**Written problem:** Locate every line in the records below that contains the word "cabinet" and copy each of those lines in full.

**Input records:**
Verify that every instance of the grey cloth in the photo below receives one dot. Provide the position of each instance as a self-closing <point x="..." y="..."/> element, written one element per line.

...

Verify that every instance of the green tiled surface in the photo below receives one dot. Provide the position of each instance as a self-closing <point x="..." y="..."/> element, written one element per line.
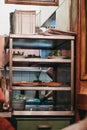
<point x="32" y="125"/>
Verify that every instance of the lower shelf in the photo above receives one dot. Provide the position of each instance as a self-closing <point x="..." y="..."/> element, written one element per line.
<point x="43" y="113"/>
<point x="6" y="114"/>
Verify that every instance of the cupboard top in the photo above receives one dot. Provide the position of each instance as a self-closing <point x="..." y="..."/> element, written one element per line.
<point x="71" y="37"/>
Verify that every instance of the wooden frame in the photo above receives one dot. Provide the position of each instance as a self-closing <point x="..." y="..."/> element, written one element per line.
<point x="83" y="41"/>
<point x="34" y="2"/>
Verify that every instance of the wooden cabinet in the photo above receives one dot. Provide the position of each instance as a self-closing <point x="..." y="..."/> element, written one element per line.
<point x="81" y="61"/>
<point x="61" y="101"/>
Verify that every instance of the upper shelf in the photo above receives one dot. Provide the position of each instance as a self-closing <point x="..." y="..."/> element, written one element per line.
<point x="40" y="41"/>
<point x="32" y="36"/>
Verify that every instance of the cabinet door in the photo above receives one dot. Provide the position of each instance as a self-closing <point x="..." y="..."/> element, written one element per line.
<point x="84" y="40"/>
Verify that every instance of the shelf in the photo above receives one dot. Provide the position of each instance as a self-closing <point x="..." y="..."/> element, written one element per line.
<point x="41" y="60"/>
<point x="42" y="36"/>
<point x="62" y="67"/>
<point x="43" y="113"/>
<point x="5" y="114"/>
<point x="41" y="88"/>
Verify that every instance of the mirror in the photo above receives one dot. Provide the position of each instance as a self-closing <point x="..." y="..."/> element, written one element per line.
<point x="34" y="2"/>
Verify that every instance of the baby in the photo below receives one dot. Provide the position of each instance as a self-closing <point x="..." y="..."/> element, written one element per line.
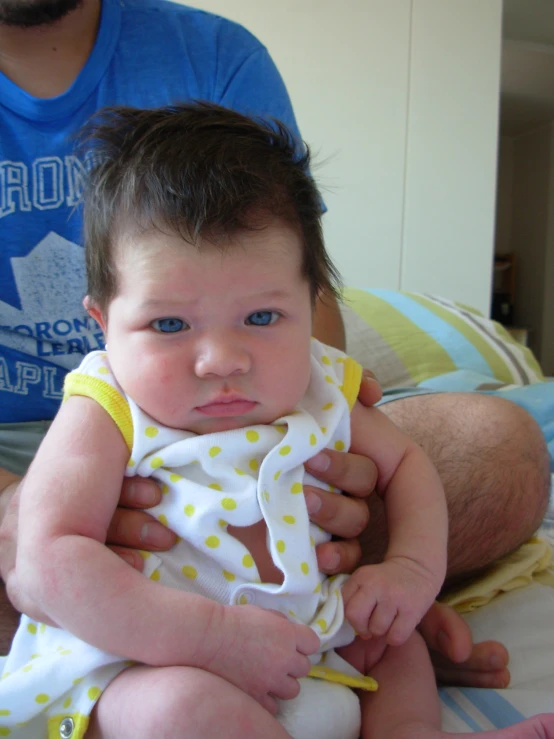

--

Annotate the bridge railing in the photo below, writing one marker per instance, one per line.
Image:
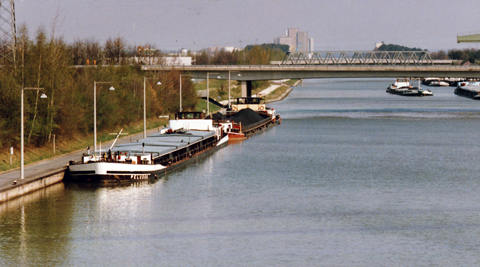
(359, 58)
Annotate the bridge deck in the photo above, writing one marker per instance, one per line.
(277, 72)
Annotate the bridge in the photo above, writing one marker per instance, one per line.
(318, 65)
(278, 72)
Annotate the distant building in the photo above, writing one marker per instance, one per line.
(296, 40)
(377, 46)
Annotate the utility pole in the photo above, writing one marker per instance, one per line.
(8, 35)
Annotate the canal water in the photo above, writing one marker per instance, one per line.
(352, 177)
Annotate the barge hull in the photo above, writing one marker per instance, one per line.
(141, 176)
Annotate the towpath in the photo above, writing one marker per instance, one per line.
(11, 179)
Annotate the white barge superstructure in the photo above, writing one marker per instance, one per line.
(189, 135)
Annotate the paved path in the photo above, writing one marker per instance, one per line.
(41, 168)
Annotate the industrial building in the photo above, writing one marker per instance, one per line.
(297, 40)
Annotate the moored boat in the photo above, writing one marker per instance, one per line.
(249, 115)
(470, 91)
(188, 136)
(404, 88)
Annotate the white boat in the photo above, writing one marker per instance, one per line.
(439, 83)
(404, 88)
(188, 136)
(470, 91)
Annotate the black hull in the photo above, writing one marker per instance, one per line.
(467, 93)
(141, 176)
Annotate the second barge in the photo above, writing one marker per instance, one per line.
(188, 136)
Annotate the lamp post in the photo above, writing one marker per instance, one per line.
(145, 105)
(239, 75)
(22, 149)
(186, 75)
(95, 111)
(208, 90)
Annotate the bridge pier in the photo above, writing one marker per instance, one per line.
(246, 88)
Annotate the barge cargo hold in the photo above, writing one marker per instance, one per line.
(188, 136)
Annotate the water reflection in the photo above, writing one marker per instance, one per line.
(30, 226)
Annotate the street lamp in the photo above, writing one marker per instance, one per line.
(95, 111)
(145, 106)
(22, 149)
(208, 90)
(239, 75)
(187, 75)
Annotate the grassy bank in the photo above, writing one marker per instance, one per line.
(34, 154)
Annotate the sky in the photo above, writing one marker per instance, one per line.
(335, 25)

**Exercise answer:**
Verify that every instance of the wooden cabinet in the photo above receives one dot. Provide the position of each instance as a self-closing <point x="..." y="..."/> element, written one element per line.
Verify that every instance of the cabinet door in the photo above receives one dot. Provide the position of each instance as a self-closing <point x="..." y="..."/> element, written one element per line.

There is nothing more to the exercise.